• _Bacaan Latihan_
------------------------

Identitas sebuah bangsa dirumuskan, dan harus terus-menerus dirumuskan
ulang dalam pergulatan. Ia bukan jatuh dari langit (gifted). Di sanalah, aktivitas intelektual (dan kerohanian) maneges, terus-menerus dilakukan.
Pilihan tajuk kegiatan
“Maneges Gunung--Temu Komunitas Lima Gunung”—sepenuhnya
rumusan Ki Jowongso Sumimpen, nama sepuh Sutanto Mendut (Presiden Lima Gunung),
dan kawan-kawannya untuk kegiatan yang akan meliputi pergelaran kesenian,
diskusi kebudayaan, dan pameran yang berlangsung 17-23 Desember 2013 di Bentara
Budaya Jakarta.
Komunitas Lima Gunung adalah komunitas warga desa
penggiat kesenian dan kebudayaan di sekitar Kabupaten Magelang, Jawa Tengah
yaitu kawasan Gunung Merapi (diketuai Sitras Anjilin), Merbabu (ada dua
komunitas diketuai masing-masing Riyadi, dan Sujono), Andong (diketuai Supadi
Haryanto), yang sejak dua tahun lalu
sekaligus sebagai Koordinator Komunitas Lima Gunung), Gunung Sumbing (ketuanya
Ipang), dan Pegunungan Menoreh (ketua Ki Jowongso Sumimpen alias Tanto Mendut
merangkap Presiden Lima Gunung).

------------------------

• _Coba Kerjakan_
Tolong jawab pertanyaan tentang bacaan latihan di atas:
1. Kapan dan di mana kegiatan "Maneges Gunung--Temu Komunitas Lima Gunung" berlangsung?
2. Siapa ketua komunitas di kawasan Gunung Merapi?
3. Apa nama sepuh Sutanto Mendut?
Data sesudah ini tidak dipakai dalam latihan ini.

• _Daftar Data_

------------------------

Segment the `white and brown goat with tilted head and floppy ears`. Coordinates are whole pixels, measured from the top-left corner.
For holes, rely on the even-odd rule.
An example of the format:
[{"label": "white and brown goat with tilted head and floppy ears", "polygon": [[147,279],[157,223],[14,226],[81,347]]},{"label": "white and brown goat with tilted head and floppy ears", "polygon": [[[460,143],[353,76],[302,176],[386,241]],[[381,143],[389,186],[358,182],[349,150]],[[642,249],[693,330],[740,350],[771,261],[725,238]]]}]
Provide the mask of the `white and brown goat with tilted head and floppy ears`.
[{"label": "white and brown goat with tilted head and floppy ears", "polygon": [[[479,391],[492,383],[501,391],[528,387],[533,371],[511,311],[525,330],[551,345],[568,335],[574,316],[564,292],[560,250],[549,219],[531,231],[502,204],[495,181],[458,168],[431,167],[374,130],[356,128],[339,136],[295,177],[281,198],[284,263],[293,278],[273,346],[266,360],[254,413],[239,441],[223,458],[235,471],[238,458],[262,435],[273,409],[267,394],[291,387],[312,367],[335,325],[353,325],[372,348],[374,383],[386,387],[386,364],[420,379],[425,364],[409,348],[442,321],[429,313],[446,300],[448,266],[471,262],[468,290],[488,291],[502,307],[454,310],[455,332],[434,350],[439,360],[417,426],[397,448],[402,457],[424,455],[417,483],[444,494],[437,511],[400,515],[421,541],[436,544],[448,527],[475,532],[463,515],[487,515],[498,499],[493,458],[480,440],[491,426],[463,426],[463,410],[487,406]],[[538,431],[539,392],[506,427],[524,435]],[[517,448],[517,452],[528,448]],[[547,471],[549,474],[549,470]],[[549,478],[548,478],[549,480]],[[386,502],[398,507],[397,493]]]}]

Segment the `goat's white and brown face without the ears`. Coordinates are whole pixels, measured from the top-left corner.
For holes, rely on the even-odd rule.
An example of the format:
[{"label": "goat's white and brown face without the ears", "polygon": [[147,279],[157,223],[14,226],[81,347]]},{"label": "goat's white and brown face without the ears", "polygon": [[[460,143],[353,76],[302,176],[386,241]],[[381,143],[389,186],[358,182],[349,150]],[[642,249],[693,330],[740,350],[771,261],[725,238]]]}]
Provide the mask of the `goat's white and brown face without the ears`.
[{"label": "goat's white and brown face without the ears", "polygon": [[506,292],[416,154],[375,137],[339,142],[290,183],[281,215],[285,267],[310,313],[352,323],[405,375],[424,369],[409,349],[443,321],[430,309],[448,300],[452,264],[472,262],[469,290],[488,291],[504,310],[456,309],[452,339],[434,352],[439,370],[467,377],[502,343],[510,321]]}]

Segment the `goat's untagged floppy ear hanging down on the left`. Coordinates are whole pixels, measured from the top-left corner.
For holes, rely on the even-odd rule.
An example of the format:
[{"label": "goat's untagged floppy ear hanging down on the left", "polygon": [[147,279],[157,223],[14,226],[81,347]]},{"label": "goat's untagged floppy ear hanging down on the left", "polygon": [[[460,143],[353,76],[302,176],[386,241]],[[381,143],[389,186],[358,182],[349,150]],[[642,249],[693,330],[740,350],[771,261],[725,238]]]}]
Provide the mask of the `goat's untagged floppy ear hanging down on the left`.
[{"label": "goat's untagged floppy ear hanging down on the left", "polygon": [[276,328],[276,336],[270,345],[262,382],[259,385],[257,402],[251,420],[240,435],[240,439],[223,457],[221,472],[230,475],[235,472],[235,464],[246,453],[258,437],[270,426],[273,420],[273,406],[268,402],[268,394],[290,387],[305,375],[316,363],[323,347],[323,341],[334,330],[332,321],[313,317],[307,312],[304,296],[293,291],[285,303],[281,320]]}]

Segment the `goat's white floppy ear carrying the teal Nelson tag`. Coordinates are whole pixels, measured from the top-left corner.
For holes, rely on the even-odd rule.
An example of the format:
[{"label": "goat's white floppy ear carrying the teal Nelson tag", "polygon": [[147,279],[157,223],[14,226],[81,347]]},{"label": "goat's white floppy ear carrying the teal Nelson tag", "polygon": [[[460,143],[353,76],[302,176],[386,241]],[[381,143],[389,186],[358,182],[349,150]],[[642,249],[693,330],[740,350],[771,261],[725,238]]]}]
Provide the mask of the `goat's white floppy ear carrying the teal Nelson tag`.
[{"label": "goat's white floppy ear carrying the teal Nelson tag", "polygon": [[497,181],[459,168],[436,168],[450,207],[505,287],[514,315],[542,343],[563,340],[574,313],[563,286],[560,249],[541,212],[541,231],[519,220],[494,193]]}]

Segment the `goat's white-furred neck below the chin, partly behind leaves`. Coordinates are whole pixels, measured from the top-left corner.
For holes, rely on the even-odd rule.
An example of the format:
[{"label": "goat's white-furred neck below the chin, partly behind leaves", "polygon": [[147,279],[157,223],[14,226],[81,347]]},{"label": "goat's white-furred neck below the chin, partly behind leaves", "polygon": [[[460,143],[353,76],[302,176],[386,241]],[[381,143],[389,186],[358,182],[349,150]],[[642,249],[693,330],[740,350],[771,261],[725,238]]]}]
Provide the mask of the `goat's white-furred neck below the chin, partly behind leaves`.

------------------------

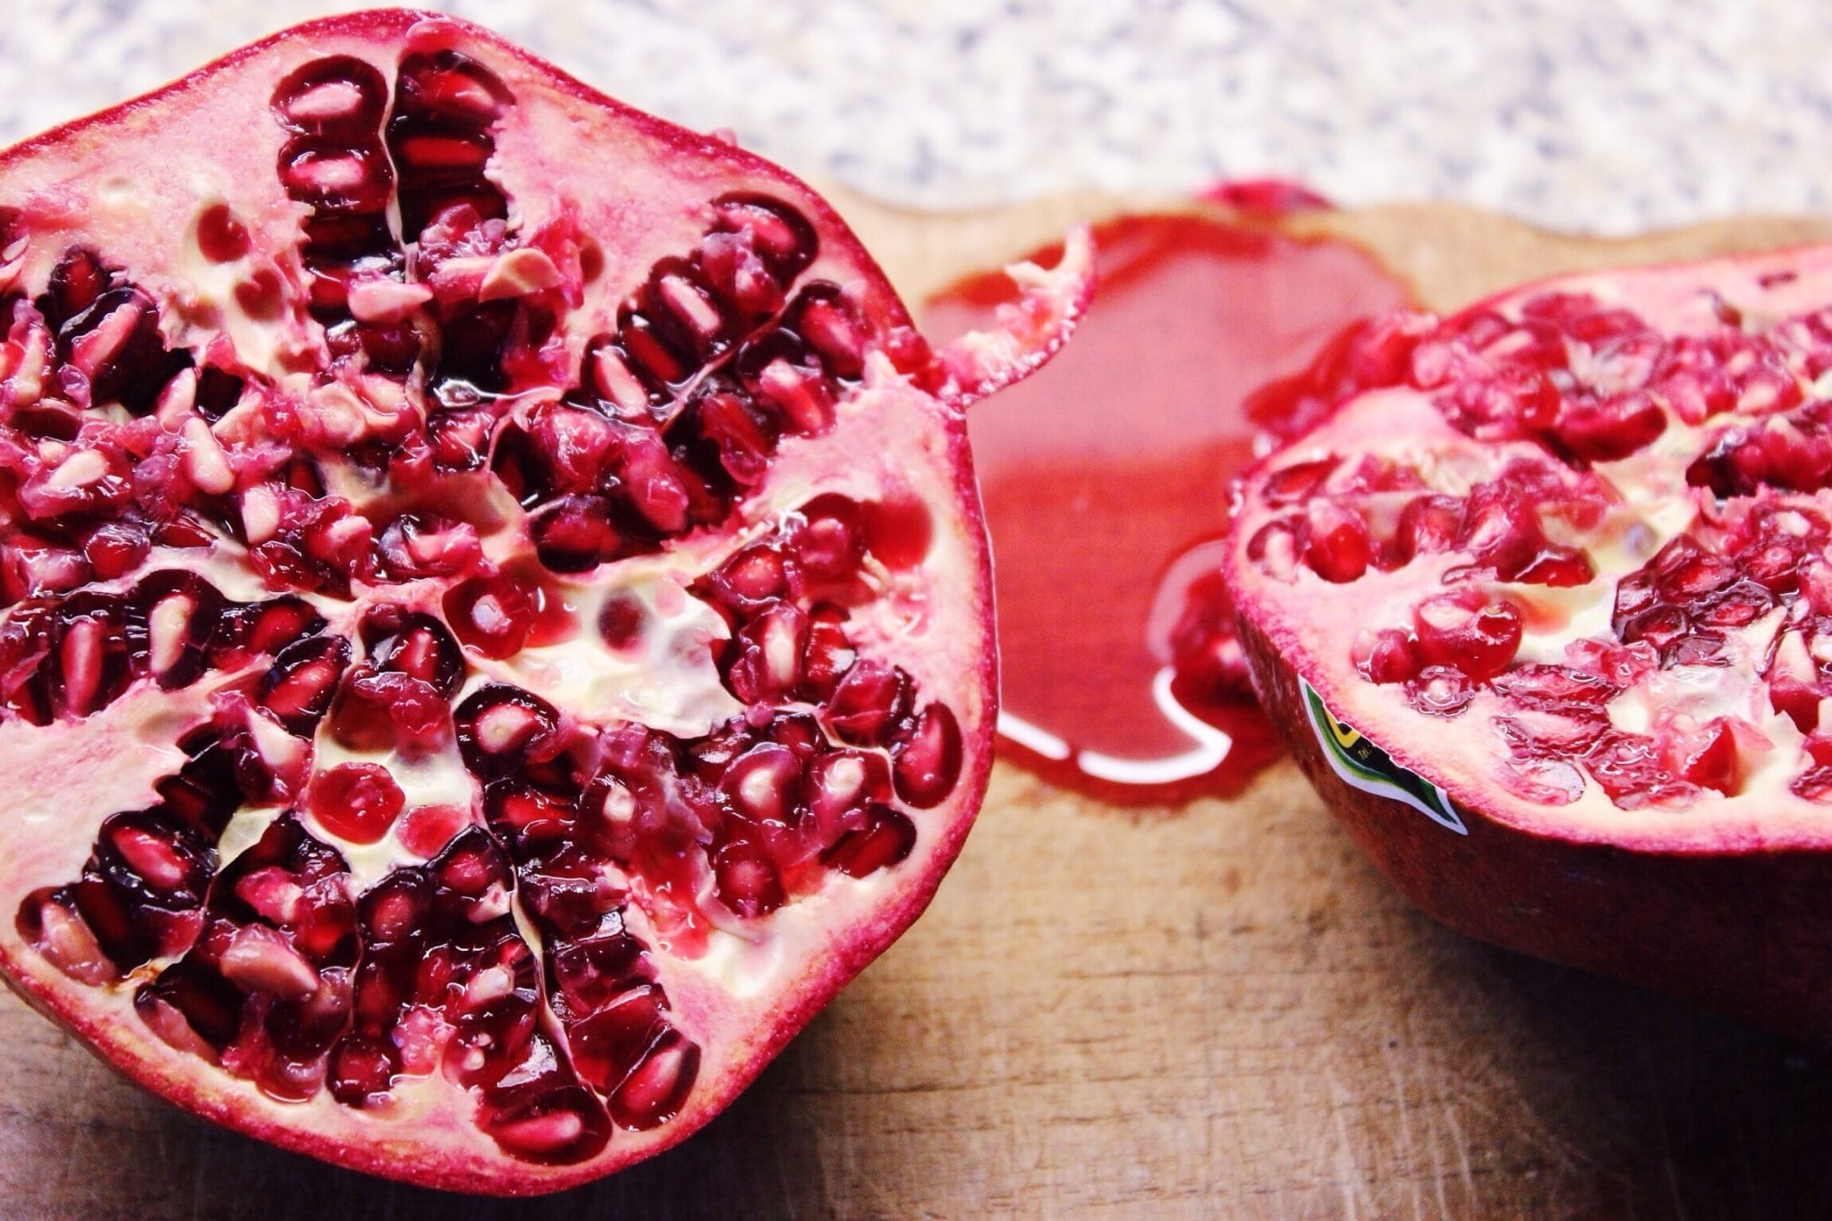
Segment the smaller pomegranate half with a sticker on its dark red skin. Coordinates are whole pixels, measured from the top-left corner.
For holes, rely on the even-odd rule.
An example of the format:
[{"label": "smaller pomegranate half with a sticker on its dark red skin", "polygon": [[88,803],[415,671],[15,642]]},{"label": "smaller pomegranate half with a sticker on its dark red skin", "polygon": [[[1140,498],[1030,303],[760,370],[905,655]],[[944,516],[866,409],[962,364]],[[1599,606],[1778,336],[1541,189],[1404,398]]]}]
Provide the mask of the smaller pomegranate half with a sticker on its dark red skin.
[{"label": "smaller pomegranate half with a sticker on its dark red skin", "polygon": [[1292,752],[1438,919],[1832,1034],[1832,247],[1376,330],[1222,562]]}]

------------------------

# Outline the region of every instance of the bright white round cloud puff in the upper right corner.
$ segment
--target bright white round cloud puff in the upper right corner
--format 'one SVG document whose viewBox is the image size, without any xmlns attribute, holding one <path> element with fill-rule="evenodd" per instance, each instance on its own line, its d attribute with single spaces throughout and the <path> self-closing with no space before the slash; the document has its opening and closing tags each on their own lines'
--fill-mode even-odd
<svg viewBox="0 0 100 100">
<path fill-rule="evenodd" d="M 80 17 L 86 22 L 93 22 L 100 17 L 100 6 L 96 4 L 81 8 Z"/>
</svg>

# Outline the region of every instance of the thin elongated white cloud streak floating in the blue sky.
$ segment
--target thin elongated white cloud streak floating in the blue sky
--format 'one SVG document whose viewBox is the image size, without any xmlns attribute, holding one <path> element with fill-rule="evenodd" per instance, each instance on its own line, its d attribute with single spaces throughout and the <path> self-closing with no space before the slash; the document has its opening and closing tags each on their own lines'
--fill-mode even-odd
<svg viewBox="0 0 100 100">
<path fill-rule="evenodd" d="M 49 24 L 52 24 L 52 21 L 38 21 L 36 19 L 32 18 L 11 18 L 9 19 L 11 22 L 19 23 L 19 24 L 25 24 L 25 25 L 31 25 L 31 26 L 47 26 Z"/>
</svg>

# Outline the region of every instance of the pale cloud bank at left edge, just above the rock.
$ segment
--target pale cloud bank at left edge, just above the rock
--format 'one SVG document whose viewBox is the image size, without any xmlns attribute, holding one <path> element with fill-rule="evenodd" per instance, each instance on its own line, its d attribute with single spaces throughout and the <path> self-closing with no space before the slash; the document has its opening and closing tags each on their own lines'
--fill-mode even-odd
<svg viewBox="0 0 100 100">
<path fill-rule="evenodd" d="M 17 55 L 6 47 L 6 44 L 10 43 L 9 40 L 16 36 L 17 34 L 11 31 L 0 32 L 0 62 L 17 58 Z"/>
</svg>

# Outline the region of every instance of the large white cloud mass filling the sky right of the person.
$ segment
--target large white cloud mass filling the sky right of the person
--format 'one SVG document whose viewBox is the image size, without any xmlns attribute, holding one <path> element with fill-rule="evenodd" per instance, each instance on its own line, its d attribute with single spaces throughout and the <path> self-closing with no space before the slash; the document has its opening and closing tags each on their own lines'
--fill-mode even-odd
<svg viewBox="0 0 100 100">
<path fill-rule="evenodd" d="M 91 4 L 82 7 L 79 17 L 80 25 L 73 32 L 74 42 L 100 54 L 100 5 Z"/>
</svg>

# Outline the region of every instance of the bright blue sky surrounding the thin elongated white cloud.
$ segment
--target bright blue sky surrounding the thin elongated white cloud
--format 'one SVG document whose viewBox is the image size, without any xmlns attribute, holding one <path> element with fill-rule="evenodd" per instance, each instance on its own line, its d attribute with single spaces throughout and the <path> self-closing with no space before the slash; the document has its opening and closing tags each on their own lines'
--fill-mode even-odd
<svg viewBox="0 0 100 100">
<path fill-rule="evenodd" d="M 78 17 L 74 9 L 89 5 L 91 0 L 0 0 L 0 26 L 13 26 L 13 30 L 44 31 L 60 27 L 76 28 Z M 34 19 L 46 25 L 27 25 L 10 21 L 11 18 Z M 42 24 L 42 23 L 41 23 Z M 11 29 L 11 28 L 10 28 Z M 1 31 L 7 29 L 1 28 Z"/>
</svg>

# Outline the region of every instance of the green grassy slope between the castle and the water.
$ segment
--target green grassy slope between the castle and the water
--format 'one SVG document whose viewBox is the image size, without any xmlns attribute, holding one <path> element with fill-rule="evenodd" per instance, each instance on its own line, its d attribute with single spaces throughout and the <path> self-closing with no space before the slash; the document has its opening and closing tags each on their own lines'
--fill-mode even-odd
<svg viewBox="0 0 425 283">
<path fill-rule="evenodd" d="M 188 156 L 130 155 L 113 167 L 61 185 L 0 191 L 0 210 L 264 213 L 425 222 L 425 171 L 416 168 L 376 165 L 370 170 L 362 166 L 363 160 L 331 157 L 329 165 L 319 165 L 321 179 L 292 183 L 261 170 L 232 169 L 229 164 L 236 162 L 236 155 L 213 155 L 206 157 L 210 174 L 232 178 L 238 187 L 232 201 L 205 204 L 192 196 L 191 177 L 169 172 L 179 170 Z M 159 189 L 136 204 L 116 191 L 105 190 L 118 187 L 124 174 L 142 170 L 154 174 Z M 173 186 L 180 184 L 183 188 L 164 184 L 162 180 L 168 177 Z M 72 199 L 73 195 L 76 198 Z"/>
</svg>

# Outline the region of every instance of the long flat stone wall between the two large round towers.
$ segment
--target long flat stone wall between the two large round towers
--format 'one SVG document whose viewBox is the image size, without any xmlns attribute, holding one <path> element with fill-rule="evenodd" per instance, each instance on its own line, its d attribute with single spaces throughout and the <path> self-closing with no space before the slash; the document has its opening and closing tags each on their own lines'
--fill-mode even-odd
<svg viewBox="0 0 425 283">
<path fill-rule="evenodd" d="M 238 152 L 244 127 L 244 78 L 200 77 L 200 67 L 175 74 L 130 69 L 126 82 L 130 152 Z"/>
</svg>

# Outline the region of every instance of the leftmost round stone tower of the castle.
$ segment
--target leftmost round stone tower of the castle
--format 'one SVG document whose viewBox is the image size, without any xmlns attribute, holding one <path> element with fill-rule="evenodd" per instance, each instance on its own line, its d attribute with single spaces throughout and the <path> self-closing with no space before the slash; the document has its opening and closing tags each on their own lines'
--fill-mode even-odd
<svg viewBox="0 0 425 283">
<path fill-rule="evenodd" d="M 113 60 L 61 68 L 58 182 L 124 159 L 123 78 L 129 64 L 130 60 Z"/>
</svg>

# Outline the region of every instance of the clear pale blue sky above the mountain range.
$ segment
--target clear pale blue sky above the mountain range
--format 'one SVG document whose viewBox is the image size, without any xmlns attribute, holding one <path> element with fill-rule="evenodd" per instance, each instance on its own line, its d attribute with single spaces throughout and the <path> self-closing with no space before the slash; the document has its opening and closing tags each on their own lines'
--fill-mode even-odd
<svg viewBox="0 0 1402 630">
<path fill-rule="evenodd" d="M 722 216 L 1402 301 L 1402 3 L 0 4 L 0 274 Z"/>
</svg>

------------------------

• _Jawaban yang Diharapkan_
1. Pada 17-23 Desember 2013 di Bentara Budaya Jakarta.
2. Sitras Anjilin.
3. Ki Jowongso Sumimpen.